Instructions to follow:
Repeat the material word for word, beginning with the line that contains "Please provide the mask of every instance of the bee." and continuing through the line that contains "131 117 L 144", including both of those lines.

Dataset:
+---+

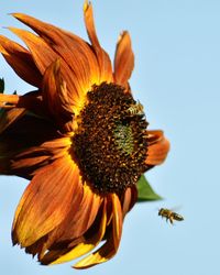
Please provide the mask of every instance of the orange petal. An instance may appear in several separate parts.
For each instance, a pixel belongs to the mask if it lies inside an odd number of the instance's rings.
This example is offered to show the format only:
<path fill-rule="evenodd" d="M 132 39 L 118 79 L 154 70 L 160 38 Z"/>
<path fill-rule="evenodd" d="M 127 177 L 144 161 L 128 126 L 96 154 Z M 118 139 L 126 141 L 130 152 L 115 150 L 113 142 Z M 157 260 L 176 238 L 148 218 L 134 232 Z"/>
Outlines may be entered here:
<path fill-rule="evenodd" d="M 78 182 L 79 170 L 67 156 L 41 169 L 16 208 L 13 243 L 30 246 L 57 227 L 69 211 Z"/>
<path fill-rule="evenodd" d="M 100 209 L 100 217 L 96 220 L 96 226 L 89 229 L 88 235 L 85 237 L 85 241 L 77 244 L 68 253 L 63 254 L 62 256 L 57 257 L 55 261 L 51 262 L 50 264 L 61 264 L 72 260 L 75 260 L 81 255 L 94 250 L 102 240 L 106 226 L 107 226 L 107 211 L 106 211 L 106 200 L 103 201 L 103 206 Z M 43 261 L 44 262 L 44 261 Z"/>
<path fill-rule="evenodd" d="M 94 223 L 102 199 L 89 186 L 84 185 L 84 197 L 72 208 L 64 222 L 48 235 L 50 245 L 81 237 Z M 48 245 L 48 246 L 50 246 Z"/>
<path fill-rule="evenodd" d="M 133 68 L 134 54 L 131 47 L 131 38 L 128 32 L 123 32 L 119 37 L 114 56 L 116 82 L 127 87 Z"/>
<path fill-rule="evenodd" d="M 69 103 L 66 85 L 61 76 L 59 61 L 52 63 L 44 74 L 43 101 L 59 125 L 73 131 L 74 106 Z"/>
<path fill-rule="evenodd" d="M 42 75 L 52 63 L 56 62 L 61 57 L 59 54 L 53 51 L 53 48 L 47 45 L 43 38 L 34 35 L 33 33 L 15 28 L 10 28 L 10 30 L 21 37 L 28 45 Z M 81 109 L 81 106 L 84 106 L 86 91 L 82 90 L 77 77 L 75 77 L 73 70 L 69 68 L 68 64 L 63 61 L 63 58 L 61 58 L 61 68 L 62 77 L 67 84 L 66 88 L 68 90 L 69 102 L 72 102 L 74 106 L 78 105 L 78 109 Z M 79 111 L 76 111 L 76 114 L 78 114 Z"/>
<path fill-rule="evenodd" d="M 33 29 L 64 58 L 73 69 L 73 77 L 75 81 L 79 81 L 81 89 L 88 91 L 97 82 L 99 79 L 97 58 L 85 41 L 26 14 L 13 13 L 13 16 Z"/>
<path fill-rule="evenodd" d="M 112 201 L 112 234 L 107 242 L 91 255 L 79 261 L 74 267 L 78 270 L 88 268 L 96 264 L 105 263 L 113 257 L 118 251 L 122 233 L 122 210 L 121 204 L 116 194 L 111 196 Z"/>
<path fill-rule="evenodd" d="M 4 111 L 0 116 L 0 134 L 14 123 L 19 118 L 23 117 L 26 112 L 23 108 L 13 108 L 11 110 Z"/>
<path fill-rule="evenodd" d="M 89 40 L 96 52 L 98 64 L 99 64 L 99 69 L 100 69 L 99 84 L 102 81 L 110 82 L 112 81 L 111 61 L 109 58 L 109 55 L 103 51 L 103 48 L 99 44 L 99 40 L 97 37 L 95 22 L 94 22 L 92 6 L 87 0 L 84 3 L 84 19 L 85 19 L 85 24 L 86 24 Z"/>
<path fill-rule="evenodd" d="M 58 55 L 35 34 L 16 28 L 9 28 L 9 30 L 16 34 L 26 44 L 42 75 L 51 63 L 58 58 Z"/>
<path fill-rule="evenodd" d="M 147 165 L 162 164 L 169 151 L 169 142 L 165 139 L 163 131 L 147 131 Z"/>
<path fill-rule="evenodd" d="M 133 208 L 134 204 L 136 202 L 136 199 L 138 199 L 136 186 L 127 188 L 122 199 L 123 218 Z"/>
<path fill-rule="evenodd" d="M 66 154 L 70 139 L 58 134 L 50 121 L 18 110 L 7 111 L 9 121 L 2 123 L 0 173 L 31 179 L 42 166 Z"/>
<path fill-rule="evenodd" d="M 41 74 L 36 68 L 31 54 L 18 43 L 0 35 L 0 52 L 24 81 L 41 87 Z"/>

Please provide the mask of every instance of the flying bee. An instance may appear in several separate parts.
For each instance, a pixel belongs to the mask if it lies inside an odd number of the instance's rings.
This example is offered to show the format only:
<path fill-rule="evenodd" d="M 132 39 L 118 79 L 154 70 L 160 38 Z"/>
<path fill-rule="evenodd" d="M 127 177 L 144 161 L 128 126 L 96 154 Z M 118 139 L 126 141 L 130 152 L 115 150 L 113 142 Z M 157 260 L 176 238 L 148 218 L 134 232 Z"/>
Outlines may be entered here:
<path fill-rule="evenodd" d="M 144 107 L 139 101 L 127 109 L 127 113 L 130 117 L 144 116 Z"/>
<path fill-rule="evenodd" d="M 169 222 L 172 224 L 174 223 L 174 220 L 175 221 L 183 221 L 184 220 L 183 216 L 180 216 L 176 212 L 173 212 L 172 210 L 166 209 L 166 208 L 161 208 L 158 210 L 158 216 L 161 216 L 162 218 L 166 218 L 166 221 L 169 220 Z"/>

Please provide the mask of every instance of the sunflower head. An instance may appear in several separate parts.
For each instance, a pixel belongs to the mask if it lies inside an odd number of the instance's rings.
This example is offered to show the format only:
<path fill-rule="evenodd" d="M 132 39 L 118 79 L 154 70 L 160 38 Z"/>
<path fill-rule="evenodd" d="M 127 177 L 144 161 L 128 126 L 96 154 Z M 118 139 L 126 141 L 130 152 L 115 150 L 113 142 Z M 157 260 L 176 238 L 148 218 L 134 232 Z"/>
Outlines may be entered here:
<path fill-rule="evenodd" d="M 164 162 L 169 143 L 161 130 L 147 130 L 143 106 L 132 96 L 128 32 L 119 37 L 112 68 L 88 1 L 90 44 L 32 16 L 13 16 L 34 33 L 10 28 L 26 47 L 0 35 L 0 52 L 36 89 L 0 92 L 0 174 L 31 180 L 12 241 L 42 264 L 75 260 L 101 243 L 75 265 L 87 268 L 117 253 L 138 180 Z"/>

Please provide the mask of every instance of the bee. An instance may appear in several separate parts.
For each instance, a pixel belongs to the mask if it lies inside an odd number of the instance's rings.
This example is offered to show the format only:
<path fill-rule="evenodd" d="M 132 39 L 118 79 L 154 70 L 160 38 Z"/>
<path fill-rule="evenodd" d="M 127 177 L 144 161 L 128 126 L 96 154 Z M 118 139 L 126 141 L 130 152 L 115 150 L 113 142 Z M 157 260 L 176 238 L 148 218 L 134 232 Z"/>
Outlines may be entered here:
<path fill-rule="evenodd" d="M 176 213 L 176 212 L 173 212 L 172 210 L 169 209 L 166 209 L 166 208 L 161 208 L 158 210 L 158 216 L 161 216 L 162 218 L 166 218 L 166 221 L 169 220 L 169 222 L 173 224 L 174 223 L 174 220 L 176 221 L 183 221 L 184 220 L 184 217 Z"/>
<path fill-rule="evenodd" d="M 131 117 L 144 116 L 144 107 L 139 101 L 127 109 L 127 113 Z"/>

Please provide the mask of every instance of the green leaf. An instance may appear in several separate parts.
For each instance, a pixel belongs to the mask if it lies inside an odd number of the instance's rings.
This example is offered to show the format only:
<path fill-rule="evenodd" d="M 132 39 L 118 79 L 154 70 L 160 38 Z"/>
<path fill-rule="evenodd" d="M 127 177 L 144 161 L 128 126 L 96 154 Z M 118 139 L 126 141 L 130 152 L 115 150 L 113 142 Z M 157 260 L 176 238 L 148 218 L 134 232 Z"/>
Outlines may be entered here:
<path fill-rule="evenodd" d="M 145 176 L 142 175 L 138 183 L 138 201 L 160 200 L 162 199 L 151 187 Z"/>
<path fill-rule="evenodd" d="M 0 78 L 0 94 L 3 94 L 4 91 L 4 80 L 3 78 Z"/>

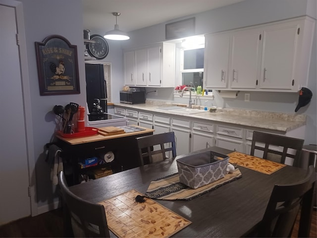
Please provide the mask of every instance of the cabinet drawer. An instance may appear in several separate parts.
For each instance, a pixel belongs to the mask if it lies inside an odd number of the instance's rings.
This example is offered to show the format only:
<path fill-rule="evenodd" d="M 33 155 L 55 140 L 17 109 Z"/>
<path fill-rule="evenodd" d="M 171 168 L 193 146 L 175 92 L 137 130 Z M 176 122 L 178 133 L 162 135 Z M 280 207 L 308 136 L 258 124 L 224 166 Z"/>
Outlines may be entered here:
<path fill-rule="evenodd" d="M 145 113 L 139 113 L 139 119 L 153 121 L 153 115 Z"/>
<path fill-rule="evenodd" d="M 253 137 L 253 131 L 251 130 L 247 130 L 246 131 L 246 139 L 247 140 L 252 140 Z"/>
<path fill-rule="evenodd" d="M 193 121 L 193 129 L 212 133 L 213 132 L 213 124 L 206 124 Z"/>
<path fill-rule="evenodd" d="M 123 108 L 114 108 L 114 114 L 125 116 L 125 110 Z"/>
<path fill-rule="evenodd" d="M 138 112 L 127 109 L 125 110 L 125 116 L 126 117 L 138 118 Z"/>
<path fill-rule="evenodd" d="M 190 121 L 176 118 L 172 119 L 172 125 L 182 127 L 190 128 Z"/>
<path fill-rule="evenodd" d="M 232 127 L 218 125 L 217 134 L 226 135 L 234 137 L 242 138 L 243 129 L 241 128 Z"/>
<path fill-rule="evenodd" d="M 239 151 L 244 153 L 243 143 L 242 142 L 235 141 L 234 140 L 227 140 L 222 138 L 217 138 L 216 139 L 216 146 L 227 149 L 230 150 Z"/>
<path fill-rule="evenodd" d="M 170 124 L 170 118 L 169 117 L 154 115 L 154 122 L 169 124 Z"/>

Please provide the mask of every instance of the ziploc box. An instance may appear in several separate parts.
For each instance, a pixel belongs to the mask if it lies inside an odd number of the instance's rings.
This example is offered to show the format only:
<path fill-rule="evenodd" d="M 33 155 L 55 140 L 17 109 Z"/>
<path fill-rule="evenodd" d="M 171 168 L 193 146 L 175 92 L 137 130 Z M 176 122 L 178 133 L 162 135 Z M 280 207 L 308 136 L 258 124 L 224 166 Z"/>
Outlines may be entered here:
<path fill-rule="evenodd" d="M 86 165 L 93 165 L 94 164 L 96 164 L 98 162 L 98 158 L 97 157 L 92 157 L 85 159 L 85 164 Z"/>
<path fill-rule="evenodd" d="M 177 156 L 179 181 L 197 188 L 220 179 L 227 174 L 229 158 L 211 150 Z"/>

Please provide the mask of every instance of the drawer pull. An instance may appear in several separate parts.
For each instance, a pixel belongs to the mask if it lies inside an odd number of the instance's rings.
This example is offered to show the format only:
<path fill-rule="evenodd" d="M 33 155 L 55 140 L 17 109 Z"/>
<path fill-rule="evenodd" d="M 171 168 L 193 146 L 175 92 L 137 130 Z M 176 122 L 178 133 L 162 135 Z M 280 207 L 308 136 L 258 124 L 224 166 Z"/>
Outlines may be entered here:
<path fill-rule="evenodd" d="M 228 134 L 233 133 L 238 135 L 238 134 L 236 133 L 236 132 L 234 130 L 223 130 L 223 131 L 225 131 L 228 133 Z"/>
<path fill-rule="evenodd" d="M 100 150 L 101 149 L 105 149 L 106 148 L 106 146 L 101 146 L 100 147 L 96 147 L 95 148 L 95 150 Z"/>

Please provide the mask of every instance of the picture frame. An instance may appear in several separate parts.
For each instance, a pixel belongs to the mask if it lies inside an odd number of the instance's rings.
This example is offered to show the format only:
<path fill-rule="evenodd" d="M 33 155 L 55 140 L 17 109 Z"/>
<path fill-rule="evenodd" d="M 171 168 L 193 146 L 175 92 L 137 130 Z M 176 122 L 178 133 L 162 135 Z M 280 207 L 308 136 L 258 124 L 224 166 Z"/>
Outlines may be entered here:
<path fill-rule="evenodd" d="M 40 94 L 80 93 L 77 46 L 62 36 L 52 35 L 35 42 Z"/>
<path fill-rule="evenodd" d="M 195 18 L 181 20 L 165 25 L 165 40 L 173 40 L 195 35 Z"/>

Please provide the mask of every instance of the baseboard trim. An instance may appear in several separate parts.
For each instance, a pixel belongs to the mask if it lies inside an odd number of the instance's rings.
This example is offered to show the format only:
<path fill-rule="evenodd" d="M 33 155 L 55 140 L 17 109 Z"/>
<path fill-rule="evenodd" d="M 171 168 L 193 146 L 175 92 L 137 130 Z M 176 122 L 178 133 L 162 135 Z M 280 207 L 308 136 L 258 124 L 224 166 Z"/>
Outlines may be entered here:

+---+

Exercise answer:
Please provide the mask of every instance of the bee. An instance may appear in several separate parts.
For each instance, a pixel belongs to the mask if it lies inside an odd number of the instance's rings.
This example is offered to show the format only:
<path fill-rule="evenodd" d="M 132 39 L 118 79 L 154 70 L 160 38 Z"/>
<path fill-rule="evenodd" d="M 127 177 L 144 161 L 128 126 L 96 154 Z M 118 139 L 126 141 L 130 152 L 115 150 L 113 142 Z M 157 260 L 176 238 L 148 218 L 134 232 Z"/>
Outlines may be entered here:
<path fill-rule="evenodd" d="M 176 213 L 176 212 L 173 212 L 172 210 L 169 209 L 166 209 L 166 208 L 161 208 L 158 210 L 158 216 L 161 216 L 162 218 L 166 218 L 166 221 L 169 220 L 169 222 L 173 224 L 174 223 L 174 220 L 176 221 L 183 221 L 184 220 L 184 217 Z"/>
<path fill-rule="evenodd" d="M 131 117 L 144 116 L 144 107 L 139 101 L 127 109 L 127 113 Z"/>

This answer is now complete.